**作業内容**: 以下の記録をすべて、一字一句変えずにそのまま引用してください。

**処理対象**:
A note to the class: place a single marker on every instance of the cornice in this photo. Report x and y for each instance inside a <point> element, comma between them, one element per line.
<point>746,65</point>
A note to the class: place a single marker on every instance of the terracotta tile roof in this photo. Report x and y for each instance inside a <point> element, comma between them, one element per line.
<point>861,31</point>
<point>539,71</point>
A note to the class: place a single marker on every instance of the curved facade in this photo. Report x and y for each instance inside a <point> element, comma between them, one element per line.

**解答欄**:
A note to the class: place a single marker on every instance of the cornice in this photo. Report x and y for each instance inside a <point> element, comma between them, one element per line.
<point>746,65</point>
A note to the class: place a single marker on every instance of the terracotta tile roof in this photo. Report x and y for each instance inside a <point> element, comma between them, one element per line.
<point>861,31</point>
<point>539,71</point>
A note to the class: place a single marker on every instance of the curved facade in this photo. Report x and y for each instance inside a <point> element, comma between them, one element per line.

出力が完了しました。